**Extract:**
******

Some Notes on Inequality in Australia – and What to Do About It, by Rob Watts


Australians have long liked to describe themselves as living in the land of the ‘fair go’,  where class doesn’t matter and we are all equals;  after all don’t most of us  like to sit in the front seat of the taxi. Andrew Leigh an economist turned Labor politician,  argues that:

Egalitarianism goes deep in the Australian character. Most of us do not like tipping. There are no private areas on our beaches. Audiences do not stand when the prime minister enters the room.

Surveys like Australian National University and Social Research Centre survey (2015) suggest that around 92 per cent of Australians describe themselves as belonging to either the working or middle-class, with only 2 per cent admitting to belonging to the upper class. The remaining 6 per cent ‘didn’t know.’

Yet in 2025 it is now  perfectly clear that too many Australians are bearing the cost of serious inequality,  which has been getting steadily worse over the past few decades.  As the highly regarded annual Household Income and Labour Dynamics  in Australia (HILDA) report for 2024 showed, inequality in Australia is at its highest since the HILDA Survey started in 2001.

Increasing inequality in the distribution of income and wealth has adverse economic, social, cultural, psychological and political consequences.  ANU economist Andrew Leigh,  now the MHR for Canberra treats the idea that inequality has been increasing as a truism. Leigh argues that:

… that inequality is a growing problem that should be addressed. A high-inequality society is a highly unstable society. When assets in a society are distributed in a way that most people believe is unfair, it creates a form of systemic risk. … When we look at the rise of populist politics around the world, it’s clear that inequality helps foster the sense that mainstream politics isn’t delivering. … A more equal nation will have higher levels of wellbeing, more mobility, and more stability.

Let us agree that inequality  matters and I think we can and that we should do something about it.

  • What is actually happening? How do we know it?
  • How might we best explain what is actually happening
  • What should we do to do better?

What is actually happening?

We are now seeing unprecedented and unjustifiable levels of income and wealth inequality.  The problem not soaring poverty but increasingly rampant levels of concentrated and toxic wealth:   Australian billionaires’ wealth has soared  by $120 billion since 2020 while ordinary people’s real wages has barely increased. Throughout most of the period since 2015, real wages growth has been negative with the exception of some partial catch-up in 2018 and 2019 and again in the year to March 2025 which saw, Australia’s nominal wage growth grow by 3.4 per cent representing a 1% increase in real wages.  We are seeing a really unhealthy increase in wealth inequality as the Chart below indicates:

This unhealthy concentration of wealth is closely connected to many other problems including

  • the so-called ‘inflation crisis’
  • soaring cost of living
  • increasing unaffordability of housing
  • skyrocketing  private debt levels
  • 60 years of declining labour productivity
  • the return of precarious employment such as we once had into the 1930s
  • the negative impact of generative and agentic Artificial Intelligence on many low skilled service jobs and some middle-level  professional jobs 

There are many important harmful consequences of this crisis of inequality. The one I want to emphasise today is that we have created a serious problem of intergenerational equity or fairness.

******

**Supplied data:**
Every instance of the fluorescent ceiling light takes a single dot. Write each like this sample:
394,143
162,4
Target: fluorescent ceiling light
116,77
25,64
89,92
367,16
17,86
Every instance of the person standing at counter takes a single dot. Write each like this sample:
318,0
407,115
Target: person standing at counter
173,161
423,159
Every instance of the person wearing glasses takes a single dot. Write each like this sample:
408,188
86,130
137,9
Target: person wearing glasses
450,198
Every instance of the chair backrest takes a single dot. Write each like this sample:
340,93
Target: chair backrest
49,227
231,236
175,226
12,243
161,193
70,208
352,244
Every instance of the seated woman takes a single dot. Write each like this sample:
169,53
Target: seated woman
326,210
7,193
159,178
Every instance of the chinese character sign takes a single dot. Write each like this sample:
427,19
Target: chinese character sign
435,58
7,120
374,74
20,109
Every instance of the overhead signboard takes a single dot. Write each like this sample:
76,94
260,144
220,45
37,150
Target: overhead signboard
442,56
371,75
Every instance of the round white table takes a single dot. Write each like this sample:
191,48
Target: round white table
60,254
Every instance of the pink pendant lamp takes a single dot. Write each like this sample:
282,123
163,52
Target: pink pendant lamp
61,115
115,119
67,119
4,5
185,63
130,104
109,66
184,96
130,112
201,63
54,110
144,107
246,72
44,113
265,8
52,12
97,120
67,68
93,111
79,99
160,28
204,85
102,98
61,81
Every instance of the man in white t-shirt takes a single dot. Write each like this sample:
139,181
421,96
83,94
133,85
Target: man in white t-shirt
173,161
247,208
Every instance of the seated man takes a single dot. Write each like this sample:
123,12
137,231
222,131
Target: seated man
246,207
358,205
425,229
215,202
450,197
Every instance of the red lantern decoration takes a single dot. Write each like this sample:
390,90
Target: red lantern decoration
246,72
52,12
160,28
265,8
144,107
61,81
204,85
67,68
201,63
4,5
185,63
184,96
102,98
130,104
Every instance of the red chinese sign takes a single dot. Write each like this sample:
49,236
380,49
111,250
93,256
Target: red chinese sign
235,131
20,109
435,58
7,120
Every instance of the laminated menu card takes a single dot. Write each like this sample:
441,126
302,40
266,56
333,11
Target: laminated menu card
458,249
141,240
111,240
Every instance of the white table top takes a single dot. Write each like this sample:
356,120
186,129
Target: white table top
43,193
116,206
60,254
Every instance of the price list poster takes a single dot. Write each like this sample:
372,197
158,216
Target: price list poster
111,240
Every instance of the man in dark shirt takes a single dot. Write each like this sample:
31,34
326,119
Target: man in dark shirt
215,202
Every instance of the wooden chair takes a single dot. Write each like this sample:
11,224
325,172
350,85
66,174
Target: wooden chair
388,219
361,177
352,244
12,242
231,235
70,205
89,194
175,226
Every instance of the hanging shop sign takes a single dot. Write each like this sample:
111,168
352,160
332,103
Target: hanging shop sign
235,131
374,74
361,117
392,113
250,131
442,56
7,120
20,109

******

**Assignment:**
Answer these questions from the notes on inequality in Australia:
(a) What share of Australians admitted to belonging to the upper class in the 2015 survey?
(b) In what year did the HILDA Survey start?
(c) By how much has Australian billionaires' wealth risen since 2020?

**Solution to this exercise:**
(a) 2 per cent
(b) 2001
(c) $120 billion